[Begin MATERIAL TO PROCESS]

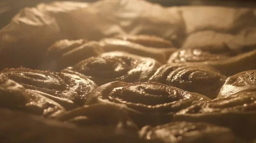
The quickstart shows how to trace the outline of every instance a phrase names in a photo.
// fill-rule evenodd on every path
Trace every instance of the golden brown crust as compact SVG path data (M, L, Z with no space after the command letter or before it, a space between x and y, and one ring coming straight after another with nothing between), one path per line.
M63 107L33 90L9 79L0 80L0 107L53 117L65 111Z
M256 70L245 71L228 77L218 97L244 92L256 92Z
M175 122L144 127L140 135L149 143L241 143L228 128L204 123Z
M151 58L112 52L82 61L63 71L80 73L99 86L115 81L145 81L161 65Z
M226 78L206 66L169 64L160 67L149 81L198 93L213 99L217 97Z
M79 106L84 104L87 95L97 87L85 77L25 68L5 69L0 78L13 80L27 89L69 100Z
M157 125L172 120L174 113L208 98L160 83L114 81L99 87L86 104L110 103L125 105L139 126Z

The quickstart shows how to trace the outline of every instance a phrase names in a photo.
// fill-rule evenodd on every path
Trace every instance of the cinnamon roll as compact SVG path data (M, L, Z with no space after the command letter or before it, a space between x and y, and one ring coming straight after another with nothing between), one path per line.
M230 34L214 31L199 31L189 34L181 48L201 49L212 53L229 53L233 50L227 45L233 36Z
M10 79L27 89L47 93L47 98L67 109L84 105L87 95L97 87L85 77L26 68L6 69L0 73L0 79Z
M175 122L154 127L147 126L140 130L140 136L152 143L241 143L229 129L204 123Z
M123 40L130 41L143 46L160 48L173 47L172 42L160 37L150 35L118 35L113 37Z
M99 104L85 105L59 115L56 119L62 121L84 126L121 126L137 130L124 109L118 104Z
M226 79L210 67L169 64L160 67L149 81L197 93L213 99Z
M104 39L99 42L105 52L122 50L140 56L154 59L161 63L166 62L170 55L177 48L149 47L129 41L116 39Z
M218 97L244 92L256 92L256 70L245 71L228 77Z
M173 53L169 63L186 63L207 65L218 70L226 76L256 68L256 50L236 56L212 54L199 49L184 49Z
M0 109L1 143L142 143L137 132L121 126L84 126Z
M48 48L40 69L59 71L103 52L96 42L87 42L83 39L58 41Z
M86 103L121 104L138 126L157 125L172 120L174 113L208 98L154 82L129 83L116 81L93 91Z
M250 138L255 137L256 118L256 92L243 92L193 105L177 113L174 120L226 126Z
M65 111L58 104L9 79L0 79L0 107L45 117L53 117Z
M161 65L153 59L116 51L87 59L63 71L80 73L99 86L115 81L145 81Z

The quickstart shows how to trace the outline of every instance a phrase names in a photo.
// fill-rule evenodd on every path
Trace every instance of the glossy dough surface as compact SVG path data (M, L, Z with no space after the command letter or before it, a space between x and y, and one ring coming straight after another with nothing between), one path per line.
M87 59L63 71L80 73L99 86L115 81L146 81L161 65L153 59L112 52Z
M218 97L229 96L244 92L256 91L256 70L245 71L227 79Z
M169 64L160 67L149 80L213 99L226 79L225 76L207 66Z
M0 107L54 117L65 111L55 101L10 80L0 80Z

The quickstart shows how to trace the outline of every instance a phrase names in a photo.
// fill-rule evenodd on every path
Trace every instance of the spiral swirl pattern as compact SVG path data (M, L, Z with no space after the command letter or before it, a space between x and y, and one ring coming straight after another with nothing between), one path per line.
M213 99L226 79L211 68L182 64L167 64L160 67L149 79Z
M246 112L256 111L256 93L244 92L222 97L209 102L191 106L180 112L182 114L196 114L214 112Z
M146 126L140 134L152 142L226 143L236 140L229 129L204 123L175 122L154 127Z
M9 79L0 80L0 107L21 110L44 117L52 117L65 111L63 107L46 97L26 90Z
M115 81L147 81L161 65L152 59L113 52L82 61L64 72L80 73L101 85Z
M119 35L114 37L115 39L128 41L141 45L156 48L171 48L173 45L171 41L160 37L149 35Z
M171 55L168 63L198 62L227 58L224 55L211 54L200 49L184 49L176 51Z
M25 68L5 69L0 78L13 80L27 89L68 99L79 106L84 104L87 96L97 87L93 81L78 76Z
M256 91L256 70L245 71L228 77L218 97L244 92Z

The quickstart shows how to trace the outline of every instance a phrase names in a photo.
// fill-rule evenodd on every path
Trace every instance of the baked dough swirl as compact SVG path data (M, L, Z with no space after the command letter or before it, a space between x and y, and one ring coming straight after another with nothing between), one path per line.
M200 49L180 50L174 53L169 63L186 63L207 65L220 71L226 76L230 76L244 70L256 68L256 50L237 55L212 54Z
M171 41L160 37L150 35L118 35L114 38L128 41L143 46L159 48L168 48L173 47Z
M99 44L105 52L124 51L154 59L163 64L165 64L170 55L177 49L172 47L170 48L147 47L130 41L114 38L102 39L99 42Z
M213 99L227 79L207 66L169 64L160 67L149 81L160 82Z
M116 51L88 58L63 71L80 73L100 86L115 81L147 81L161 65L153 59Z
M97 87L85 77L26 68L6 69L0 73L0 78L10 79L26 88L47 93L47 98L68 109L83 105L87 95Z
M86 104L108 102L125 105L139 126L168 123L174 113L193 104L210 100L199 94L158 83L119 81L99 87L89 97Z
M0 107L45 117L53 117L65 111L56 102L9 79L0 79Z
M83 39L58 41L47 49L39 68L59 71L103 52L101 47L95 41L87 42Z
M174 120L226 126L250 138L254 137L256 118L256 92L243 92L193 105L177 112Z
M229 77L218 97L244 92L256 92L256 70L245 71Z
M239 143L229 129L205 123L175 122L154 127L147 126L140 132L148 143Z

[End MATERIAL TO PROCESS]
[Begin MATERIAL TO PROCESS]

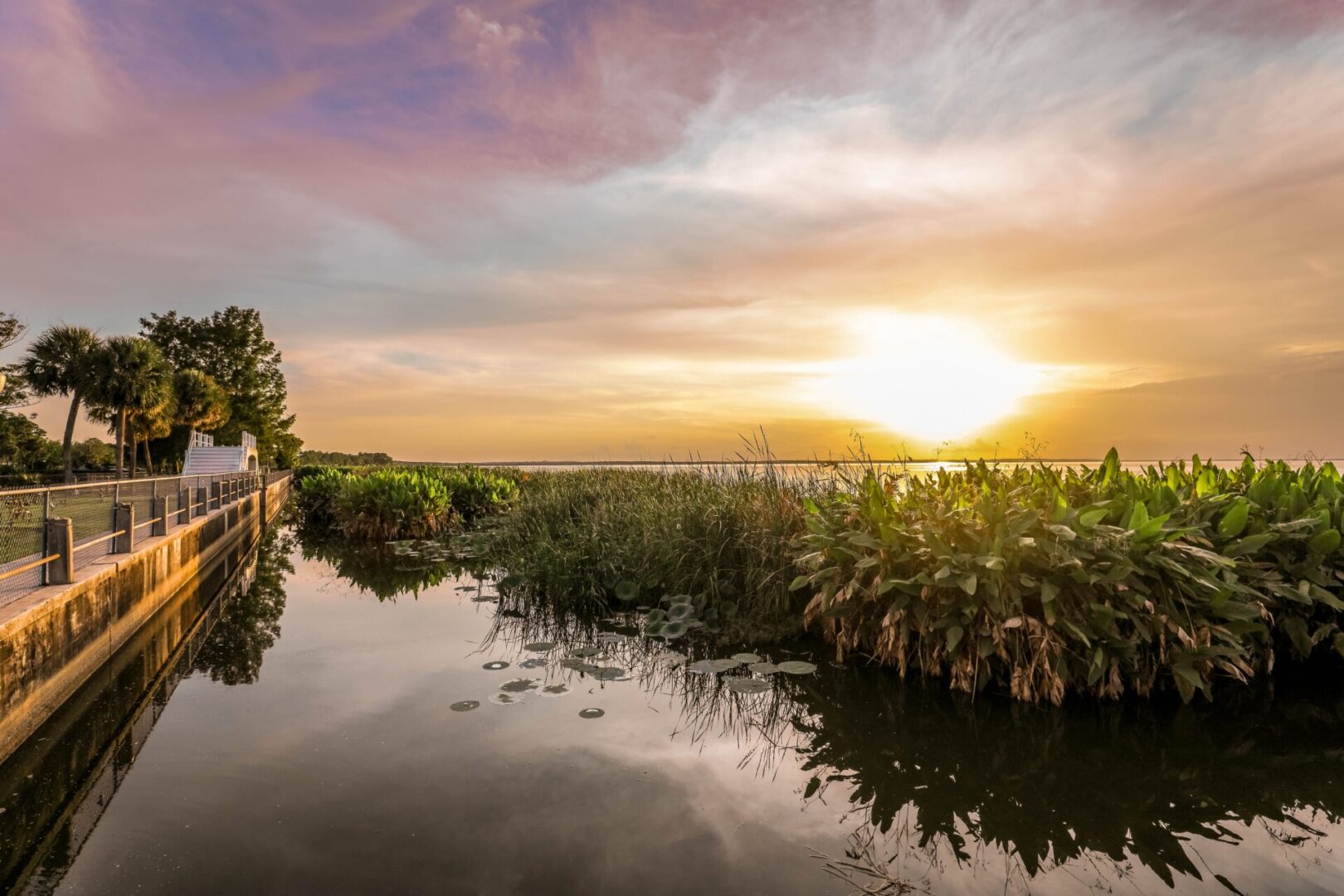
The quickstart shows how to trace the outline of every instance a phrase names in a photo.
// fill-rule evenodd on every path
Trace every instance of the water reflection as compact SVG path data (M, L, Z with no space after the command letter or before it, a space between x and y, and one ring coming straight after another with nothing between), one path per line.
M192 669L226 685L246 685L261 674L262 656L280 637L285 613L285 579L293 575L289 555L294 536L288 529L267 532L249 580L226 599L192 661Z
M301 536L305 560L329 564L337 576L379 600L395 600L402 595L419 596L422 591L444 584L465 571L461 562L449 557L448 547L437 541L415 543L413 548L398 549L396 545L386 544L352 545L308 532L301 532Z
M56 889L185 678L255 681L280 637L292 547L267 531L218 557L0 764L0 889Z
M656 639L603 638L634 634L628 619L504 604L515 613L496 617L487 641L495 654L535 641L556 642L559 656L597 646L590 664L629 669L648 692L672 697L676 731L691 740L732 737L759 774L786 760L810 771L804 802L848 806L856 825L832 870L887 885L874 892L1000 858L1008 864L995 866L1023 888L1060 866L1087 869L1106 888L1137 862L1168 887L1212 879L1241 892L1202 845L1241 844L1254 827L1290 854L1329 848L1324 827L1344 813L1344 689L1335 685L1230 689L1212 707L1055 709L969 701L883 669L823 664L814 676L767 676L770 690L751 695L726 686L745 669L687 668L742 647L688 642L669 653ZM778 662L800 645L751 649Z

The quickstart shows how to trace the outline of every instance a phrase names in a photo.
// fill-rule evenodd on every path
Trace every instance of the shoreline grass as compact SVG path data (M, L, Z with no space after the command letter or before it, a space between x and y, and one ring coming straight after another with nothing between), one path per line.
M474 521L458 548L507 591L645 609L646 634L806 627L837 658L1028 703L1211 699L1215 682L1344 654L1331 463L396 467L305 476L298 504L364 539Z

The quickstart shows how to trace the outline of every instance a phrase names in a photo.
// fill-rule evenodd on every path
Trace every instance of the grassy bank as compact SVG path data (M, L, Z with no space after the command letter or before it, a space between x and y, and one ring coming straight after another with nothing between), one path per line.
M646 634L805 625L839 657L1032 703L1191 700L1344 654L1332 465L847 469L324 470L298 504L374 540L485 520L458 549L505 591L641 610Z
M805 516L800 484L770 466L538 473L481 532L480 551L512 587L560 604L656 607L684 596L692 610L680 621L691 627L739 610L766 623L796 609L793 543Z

[End MATERIAL TO PROCESS]
[Begin MATERIAL TO PROCESS]

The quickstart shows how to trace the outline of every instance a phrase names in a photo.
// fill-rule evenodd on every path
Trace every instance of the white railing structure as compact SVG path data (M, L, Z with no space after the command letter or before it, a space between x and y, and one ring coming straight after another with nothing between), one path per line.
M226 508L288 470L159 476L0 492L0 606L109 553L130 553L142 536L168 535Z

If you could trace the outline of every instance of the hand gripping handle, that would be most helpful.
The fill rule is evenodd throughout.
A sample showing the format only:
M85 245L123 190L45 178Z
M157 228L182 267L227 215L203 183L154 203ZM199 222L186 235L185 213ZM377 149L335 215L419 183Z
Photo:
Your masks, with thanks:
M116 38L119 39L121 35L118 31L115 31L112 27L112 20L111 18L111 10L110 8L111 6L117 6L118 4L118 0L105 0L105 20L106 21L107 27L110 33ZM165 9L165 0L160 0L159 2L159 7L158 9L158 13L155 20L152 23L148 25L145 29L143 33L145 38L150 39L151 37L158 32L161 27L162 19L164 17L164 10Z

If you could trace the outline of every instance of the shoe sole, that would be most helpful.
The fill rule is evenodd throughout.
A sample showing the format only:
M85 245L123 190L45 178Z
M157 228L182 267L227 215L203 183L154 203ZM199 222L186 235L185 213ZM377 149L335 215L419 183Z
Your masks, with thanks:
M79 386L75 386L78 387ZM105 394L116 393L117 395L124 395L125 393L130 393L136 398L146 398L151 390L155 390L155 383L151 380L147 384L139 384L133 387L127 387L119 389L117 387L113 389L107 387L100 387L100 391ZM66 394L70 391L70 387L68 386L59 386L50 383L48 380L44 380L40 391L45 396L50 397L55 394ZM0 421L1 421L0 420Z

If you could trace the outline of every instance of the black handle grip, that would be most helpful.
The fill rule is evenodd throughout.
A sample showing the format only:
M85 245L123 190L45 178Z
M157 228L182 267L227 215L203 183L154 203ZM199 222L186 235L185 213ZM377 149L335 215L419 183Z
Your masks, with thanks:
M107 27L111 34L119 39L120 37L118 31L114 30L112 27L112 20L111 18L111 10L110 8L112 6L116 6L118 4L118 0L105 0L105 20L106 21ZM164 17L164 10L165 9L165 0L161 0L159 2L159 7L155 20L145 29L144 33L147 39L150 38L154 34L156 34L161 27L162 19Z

[End MATERIAL TO PROCESS]

• WHAT IS REQUIRED
Report each line of the material that contains the word "most", copying every such line in full.

• FULL OUTPUT
If you could trace the outline of every instance of the hand gripping handle, that would be most helpful.
If you could trace the outline of every instance of the shoe sole, that would be most helpful.
If you could trace the outline of every instance of the black handle grip, that would be most helpful.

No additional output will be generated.